## Using the information
1. Name every kind of human quality that, according to the piece about bees and work, anthropomorphism assigns to animals.
2. Extend the piece about bees and work, picking up right after its last sentence.

Busy like a bee

This time of year in Cape Town from late August to early September we have a burst of color, as the flowers start to bloom all along the coast. It only blooms this time and there is a two weeks time frame where the flowers are spectacular! People from all over the world travel here to see the flowers. This year we are smack bang in the middle of the water crisis but luckily the flowers are still beautiful. In my own garden small purple flowers have sprung up from the lawn and this attracts the bees – another nature miracle that plays such an important part in our eco system. This morning I was looking at the bees all happy and the first thing that popped into my head was the saying “working like a bee”. I was wondering where this came from – I mean they obviously work hard – but we have assigned a human trait to nature. The fancy word for this is called Anthropomorphism – assigning human traits, emotions,
and intentions on animals. Bees (I think) don’t view moving from one flower to the next as work – it is just something they have to do to survive. George Orwell in his brilliant book Animal farm showed how we project these human traits to animals really brilliantly. Working with clients in the career coaching space, I know that a lot of clients have huge wobbles in their careers. They get stuck, they work with really awful collogues, they sometimes work in very real toxic environments from an emotional stance.  As a coping mechanism a lot of clients would say to me when I ask why do we work – and most would say something along the lines of we work because we have to survive – just like the bees this morning.

## Extracted information
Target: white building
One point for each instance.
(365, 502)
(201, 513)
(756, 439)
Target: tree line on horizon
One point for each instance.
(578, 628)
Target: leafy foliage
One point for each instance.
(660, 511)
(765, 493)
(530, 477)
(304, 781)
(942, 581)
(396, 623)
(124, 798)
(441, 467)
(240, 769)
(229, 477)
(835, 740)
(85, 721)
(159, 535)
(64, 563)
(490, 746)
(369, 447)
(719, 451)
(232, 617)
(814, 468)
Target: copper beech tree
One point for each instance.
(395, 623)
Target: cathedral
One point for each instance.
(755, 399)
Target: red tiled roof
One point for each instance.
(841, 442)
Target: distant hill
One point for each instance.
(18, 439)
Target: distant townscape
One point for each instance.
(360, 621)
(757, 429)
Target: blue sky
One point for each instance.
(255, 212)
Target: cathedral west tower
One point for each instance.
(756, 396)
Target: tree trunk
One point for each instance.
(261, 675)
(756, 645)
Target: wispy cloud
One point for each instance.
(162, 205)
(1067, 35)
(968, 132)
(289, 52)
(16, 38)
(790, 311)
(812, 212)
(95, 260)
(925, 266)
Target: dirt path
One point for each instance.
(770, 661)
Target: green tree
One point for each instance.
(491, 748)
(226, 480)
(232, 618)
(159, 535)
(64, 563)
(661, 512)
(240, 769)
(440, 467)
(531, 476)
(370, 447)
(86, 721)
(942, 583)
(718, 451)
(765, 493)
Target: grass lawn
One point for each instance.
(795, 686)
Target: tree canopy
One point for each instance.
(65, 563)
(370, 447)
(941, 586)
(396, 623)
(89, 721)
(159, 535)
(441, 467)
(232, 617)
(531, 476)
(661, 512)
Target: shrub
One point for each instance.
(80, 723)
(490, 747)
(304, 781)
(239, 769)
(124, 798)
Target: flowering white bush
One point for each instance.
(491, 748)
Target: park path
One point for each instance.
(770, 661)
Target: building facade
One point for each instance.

## Responses per task
1. human traits, emotions, intentions

2.
Whilst I truly believe we do need to work to survive – whether that is for ourselves or our corporates – a lot gets lost in translation. People are miserable in their careers for a reason. People get bored, personality dramas play out daily in the world. People stress. They get sick, they literally work themselves to the bone. Hoping and chasing that ever elusive “enough” statement.
From my perspective, there are three things we can learn from bees in our careers.

  1. 1)      I am almost 100% sure bees don’t have a need for security. When we let go of the need for security something really amazing shifts. Please don’t get me wrong. Its, of course, important for you to build your security. But letting go of that need for security sends out a completely different vibe. Let me explain. We all have to work – and it's an important part of our makeup as humans. In a scares economy and a constant insecurity the only and best way is - through - change. What I mean with that, is that you have to go through the motions of change. You can't ignore it. You have to be really vulnerable and open yourself up to let new opportunities in. When we have a need for security we become desperate. We will do almost anything in that state of mind, the only problem is we will be absolutely miserable not long after that. Desperation can and will also create great new avenues for a career. Putting your trust however in others to provide you with a sense of security is risky if not downright stupid. Do you know how many people get retrenched per year? Do you know how many businesses just don’t make it per year? People get fired. People don’t make money. Corporates can't provide you with security. It all boils down to you. YOU are the person that needs to provide YOU with security. Not others. Let go of the need for security from others.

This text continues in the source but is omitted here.